WORK TO BE COMPLETED. After locating the line that holds "positive clicks: (1148, 686) (1149, 677)", output it and all following lines word for word, stopping only at the end of the data.

SUPPLIED RECORDS.
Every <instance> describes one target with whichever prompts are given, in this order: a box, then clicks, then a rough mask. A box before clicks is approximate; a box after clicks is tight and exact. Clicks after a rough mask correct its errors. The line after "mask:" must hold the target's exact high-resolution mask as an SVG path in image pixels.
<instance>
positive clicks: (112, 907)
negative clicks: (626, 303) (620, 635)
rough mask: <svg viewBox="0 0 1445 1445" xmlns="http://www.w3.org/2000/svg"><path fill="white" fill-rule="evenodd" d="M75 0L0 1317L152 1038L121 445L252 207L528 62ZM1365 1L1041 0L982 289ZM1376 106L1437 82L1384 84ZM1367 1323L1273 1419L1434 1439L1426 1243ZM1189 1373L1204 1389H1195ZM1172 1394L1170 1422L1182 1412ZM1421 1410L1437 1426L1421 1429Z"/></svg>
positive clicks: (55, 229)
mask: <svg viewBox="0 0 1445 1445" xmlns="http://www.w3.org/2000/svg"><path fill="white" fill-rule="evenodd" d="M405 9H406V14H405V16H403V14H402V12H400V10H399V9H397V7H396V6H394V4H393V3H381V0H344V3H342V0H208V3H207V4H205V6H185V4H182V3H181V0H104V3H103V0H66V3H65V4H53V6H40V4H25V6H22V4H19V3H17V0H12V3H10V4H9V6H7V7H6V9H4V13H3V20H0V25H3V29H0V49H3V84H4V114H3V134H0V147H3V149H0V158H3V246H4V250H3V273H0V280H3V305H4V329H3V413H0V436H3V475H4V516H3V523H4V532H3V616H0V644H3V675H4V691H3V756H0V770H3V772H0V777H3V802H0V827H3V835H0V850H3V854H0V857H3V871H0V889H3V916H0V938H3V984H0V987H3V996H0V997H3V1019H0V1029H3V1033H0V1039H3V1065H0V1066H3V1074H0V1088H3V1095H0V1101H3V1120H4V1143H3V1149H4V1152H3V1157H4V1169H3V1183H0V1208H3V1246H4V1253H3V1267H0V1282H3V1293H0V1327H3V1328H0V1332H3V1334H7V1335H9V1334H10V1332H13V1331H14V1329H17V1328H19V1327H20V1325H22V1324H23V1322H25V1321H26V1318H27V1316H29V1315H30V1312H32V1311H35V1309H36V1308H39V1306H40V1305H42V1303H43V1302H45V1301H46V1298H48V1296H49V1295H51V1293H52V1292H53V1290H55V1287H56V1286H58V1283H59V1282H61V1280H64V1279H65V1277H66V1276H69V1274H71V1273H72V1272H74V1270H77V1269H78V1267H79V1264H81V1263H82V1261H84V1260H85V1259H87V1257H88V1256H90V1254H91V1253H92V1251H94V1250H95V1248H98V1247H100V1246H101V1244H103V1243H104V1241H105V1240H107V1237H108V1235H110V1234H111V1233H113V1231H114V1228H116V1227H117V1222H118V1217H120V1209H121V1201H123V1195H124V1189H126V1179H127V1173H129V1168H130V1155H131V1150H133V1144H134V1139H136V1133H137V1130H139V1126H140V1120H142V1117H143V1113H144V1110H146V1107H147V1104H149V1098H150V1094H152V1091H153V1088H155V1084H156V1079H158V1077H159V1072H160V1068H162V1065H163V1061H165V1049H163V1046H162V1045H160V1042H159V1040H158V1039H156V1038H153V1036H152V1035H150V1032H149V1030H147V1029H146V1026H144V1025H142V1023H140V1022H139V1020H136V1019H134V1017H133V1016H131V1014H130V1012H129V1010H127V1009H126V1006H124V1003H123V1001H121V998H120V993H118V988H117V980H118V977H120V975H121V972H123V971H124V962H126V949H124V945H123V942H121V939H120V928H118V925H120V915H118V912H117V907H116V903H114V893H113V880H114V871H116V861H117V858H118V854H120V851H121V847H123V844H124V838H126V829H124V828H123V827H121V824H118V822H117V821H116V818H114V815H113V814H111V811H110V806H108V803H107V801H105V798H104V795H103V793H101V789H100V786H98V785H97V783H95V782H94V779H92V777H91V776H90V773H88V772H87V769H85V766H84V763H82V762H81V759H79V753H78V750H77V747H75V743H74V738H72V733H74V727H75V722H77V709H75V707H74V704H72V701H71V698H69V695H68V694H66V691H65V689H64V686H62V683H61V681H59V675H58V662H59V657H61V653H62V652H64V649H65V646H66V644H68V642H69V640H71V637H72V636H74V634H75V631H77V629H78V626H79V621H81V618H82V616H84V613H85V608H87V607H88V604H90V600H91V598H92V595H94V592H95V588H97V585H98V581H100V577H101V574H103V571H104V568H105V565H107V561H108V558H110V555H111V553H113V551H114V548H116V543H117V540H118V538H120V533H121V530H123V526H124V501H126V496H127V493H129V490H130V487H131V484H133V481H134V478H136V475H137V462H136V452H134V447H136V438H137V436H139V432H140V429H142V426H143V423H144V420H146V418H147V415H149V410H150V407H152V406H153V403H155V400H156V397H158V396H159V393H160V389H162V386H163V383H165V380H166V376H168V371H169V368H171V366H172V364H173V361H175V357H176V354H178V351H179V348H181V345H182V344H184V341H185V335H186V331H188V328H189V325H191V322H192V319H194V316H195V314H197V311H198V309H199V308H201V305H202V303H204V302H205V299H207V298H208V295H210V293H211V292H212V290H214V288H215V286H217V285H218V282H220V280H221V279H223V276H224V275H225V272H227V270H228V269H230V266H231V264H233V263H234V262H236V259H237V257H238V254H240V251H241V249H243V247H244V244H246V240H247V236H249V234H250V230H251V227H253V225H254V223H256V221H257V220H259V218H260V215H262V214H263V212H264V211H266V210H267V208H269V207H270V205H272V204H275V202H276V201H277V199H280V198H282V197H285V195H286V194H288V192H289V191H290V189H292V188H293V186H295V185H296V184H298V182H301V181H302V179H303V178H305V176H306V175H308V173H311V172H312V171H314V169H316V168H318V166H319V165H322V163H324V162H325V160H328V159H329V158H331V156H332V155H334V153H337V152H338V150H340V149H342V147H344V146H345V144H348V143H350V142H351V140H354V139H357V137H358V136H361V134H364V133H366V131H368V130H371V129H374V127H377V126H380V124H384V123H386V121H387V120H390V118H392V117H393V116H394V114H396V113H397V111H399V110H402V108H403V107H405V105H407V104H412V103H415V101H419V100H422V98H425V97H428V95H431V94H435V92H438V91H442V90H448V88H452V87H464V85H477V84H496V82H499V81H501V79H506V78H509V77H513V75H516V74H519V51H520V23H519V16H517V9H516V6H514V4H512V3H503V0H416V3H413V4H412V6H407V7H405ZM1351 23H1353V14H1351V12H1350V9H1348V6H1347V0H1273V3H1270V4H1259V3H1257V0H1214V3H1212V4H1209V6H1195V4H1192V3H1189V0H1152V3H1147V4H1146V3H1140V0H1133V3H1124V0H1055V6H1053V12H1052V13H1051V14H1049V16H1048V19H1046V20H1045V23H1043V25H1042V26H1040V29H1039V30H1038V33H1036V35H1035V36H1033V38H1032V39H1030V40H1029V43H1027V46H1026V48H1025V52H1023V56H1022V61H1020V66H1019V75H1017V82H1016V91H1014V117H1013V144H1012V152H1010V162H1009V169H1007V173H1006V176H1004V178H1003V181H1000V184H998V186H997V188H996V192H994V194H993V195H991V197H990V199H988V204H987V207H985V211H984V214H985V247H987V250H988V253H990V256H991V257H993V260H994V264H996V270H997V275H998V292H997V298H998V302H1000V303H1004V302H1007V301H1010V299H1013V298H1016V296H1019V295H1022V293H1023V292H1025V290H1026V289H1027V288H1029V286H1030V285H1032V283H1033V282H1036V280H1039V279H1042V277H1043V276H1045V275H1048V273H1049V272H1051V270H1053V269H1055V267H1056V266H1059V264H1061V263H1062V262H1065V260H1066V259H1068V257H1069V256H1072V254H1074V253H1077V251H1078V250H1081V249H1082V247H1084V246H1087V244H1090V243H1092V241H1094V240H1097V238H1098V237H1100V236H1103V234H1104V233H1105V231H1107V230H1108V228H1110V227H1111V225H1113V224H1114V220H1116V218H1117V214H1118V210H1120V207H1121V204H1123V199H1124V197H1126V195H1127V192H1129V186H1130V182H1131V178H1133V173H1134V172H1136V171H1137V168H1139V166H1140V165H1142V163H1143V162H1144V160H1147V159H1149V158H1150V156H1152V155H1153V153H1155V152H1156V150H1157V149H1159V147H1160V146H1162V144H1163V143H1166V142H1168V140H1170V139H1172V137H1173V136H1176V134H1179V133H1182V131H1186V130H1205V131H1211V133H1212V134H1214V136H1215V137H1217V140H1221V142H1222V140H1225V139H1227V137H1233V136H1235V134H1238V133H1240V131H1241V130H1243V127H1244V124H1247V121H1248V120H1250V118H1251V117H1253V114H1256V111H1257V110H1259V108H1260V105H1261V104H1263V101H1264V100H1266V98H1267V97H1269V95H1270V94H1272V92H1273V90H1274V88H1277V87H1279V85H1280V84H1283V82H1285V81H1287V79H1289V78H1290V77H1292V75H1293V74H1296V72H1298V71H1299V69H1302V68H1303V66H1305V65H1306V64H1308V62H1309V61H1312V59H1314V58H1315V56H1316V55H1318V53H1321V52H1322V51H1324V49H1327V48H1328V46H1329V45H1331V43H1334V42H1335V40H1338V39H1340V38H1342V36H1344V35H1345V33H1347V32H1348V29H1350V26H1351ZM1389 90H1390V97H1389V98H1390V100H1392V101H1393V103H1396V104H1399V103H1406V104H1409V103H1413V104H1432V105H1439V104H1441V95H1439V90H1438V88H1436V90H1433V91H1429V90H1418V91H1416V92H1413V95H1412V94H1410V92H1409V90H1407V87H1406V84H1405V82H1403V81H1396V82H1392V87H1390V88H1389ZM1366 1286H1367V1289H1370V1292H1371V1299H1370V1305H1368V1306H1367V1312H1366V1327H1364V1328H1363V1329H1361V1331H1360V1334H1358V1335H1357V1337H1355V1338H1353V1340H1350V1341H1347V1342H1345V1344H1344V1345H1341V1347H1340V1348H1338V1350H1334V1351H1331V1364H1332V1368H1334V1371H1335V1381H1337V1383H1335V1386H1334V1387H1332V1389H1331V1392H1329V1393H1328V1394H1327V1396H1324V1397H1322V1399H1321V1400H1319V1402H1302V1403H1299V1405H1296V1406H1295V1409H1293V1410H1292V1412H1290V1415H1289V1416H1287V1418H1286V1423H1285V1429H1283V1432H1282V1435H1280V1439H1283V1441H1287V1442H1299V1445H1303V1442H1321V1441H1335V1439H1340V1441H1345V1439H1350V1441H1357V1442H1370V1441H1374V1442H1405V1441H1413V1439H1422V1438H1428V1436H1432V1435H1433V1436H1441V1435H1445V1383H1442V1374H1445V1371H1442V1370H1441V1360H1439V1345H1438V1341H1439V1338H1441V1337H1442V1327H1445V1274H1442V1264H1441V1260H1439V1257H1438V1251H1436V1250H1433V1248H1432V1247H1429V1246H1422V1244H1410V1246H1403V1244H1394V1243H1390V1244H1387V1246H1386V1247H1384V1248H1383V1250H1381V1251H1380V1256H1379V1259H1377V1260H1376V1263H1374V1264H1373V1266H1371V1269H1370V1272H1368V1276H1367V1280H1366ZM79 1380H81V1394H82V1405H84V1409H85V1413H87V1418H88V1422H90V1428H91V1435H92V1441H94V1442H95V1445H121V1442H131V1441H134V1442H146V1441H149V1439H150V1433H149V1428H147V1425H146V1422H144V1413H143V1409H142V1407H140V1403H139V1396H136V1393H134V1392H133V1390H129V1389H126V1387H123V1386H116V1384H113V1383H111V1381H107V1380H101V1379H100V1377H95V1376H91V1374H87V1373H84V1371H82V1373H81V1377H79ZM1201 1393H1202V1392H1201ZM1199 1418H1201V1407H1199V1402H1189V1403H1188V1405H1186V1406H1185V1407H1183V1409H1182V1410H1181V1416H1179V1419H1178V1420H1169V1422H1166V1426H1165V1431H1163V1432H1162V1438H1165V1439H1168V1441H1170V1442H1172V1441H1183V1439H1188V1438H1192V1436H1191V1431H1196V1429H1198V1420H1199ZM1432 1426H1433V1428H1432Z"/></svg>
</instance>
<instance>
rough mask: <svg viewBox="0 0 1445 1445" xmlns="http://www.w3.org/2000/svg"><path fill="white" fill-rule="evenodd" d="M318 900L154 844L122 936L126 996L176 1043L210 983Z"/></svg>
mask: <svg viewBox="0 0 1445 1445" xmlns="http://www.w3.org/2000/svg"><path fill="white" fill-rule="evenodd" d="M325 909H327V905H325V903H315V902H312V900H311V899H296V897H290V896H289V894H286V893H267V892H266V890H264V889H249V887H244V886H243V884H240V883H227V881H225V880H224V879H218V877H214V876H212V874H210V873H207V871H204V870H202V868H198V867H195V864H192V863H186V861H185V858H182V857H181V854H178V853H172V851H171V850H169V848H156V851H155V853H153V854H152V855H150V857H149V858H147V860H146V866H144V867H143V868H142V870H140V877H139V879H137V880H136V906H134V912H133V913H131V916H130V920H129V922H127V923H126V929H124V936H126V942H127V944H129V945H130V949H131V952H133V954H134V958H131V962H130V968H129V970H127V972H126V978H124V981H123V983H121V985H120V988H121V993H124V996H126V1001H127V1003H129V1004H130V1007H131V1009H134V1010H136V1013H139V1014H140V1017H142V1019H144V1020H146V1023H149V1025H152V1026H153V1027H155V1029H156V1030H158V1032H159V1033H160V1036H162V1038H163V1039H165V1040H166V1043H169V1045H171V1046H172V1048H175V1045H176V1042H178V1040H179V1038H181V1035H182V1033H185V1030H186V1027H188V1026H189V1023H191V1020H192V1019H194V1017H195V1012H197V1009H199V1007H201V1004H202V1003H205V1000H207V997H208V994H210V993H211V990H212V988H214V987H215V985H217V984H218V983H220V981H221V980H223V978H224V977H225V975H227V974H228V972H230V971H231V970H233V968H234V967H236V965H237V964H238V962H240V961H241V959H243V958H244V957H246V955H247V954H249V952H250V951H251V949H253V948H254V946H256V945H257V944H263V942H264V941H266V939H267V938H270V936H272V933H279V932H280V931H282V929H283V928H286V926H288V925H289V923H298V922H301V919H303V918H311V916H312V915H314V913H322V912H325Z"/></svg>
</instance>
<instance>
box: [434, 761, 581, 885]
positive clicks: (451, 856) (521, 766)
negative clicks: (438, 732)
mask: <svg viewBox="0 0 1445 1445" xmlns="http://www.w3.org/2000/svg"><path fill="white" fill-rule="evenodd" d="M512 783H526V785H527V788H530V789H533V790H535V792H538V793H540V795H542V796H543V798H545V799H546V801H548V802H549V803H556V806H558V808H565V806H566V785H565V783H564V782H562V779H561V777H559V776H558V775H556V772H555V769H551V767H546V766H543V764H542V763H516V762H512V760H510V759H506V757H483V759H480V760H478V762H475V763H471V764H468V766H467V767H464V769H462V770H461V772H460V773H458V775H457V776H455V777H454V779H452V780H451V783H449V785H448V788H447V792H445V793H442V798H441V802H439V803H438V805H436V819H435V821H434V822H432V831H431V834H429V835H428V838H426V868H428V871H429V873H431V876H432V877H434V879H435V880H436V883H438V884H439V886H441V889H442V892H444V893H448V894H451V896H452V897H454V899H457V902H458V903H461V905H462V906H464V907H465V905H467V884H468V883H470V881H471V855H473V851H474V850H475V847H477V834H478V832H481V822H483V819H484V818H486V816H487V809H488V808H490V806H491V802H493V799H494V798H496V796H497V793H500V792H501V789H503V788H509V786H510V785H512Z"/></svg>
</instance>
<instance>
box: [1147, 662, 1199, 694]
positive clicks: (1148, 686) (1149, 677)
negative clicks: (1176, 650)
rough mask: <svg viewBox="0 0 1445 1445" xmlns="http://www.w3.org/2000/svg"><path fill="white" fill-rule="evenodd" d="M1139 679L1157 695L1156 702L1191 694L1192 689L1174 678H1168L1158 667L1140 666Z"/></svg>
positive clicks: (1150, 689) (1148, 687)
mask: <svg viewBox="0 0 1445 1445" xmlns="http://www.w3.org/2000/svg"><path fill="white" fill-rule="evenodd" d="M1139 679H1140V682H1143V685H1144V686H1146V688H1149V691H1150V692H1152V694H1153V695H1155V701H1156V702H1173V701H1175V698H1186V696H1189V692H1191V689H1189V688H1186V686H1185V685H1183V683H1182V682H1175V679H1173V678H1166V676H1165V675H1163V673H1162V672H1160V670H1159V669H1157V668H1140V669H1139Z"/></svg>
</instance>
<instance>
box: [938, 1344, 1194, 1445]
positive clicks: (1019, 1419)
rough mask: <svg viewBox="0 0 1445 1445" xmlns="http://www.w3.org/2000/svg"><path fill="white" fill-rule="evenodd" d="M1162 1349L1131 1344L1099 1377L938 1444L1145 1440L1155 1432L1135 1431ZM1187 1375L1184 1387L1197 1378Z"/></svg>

WRITTEN REPLY.
positive clicks: (1148, 686) (1149, 677)
negative clicks: (1176, 650)
rough mask: <svg viewBox="0 0 1445 1445" xmlns="http://www.w3.org/2000/svg"><path fill="white" fill-rule="evenodd" d="M1139 679L1157 695L1156 702L1191 694L1192 689L1174 678H1168L1158 667L1140 666Z"/></svg>
positive clicks: (1150, 689) (1148, 687)
mask: <svg viewBox="0 0 1445 1445" xmlns="http://www.w3.org/2000/svg"><path fill="white" fill-rule="evenodd" d="M1139 679H1140V682H1143V685H1144V686H1146V688H1149V691H1150V692H1152V694H1153V695H1155V701H1156V702H1173V701H1175V698H1186V696H1189V692H1191V689H1189V688H1186V686H1185V685H1183V683H1182V682H1175V679H1173V678H1166V676H1165V675H1163V673H1162V672H1160V670H1159V669H1157V668H1140V669H1139Z"/></svg>
</instance>
<instance>
box: [938, 1344, 1194, 1445]
positive clicks: (1019, 1419)
rough mask: <svg viewBox="0 0 1445 1445" xmlns="http://www.w3.org/2000/svg"><path fill="white" fill-rule="evenodd" d="M1162 1349L1131 1344L1099 1377L938 1444L1145 1440L1155 1432L1135 1431ZM1187 1375L1184 1387L1197 1378Z"/></svg>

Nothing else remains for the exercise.